Document excerpt:
+ + + + +

It is important to mention here that \(\rho \lambda ^{'}\) does not contain a correction for the sun angle. Band-specific multiplicative rescaling factor (\(M_{\rho }\)) is obtained from the metadata file using the variable: REFLECTANCE_MULT_BAND_x and Band-specific additive rescaling factor (\(A_{\rho }\)) is obtained from the metadata file using the variable: REFLECTANCE_ADD_BAND_x, where x is the band number.

The Numerical value of reflectance was calculated using Eq. 1, and is then corrected for the sun angle using:

$$\begin{aligned} \rho \lambda =\frac{\rho \lambda ^{'}}{cos(\theta _{SZ})} =\frac{\rho \lambda ^{'}}{sin(\theta _{SE})} \end{aligned}$$
(2)

where \(\rho \lambda\), Sun angle corrected TOA planetary reflectance; \(sin(\theta _{SE})\), Local sun elevation angle; \(sin(\theta _{SZ})\), Local solar zenith angle.

+ + + + +

[Rows from a pointing dataset]
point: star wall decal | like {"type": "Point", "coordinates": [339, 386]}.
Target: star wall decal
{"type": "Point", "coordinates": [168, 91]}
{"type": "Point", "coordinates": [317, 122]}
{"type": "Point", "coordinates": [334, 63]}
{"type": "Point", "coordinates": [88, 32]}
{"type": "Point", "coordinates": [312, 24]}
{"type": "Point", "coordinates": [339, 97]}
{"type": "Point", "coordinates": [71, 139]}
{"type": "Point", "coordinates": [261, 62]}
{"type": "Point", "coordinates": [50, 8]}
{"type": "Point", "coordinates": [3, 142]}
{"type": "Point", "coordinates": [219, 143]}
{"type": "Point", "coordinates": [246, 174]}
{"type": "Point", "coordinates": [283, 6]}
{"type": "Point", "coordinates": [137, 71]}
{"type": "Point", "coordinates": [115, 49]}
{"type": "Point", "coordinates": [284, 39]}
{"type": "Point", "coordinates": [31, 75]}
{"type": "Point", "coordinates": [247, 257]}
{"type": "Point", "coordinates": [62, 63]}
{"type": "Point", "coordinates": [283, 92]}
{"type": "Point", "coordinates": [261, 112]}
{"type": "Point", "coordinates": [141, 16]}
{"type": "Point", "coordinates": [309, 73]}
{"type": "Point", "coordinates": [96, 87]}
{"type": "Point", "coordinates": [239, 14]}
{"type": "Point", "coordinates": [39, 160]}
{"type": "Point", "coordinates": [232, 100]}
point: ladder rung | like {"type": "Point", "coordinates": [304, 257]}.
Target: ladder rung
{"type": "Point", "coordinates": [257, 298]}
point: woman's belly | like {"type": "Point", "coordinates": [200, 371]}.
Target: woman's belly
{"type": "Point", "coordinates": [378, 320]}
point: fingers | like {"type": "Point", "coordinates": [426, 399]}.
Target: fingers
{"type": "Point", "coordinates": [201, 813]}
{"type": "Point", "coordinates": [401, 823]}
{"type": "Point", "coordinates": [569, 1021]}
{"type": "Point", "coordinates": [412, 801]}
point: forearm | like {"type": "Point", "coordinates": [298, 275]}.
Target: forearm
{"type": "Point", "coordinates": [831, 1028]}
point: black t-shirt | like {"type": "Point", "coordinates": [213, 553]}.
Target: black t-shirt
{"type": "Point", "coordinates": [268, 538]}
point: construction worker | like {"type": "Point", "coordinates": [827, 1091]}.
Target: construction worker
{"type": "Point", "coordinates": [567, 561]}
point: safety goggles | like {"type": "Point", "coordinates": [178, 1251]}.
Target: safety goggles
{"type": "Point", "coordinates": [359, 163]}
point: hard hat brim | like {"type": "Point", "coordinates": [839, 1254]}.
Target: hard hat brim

+ + + + +

Exercise set:
[1] According to the reflectance excerpt, which metadata variable supplies the band-specific additive rescaling factor?
[2] Shorten the paragraph of the reflectance excerpt that begins "It is important to mention here" and keep its main facts.
[3] Please copy the reflectance excerpt from "It is important" to "the band number.", swapping "metadata file" for "header file".

Task-by-task answers:
[1] REFLECTANCE_ADD_BAND_x, where x is the band number.

[2] \(\rho \lambda ^{'}\) is not corrected for the sun angle. For band number x, the metadata file gives the multiplicative rescaling factor (\(M_{\rho }\)) in REFLECTANCE_MULT_BAND_x and the additive rescaling factor (\(A_{\rho }\)) in REFLECTANCE_ADD_BAND_x.

[3]
It is important to mention here that \(\rho \lambda ^{'}\) does not contain a correction for the sun angle. Band-specific multiplicative rescaling factor (\(M_{\rho }\)) is obtained from the header file using the variable: REFLECTANCE_MULT_BAND_x and Band-specific additive rescaling factor (\(A_{\rho }\)) is obtained from the header file using the variable: REFLECTANCE_ADD_BAND_x, where x is the band number.